● **Given exercise**
Could you set down, word for word, the material from the line with "Report the location of every instance of the bullmastiff" up to and including the line with "Query: bullmastiff puppy", leaving any pictures out?

----

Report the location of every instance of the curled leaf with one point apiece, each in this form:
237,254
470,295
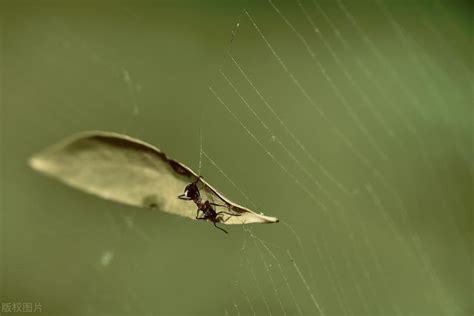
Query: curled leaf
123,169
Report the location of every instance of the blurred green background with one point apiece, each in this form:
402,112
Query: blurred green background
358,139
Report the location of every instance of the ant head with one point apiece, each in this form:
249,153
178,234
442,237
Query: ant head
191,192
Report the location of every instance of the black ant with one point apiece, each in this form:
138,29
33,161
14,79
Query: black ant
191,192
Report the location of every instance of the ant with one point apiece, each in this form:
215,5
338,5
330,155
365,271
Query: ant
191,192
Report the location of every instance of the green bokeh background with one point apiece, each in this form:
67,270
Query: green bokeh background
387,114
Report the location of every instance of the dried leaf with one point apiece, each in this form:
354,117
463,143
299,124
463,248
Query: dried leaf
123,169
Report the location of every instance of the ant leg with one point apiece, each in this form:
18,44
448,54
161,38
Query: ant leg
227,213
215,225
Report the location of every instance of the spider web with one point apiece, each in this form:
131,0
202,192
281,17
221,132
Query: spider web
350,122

----

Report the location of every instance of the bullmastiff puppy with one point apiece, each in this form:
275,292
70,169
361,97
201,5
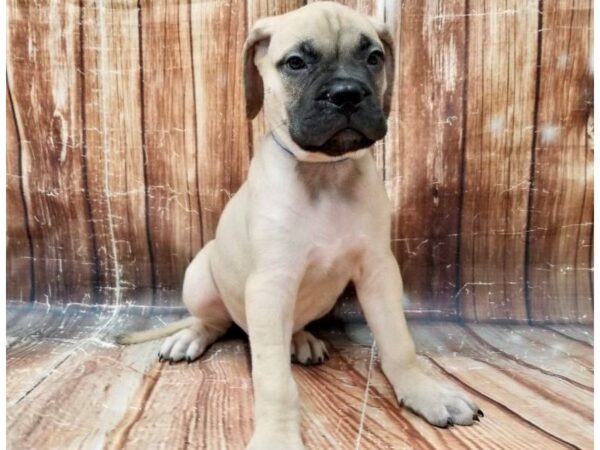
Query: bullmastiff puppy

----

● **Exercise solution**
Report the location of every instance of the bullmastiff puppy with one point apiece, each in this form:
275,292
70,169
361,97
201,5
Query: bullmastiff puppy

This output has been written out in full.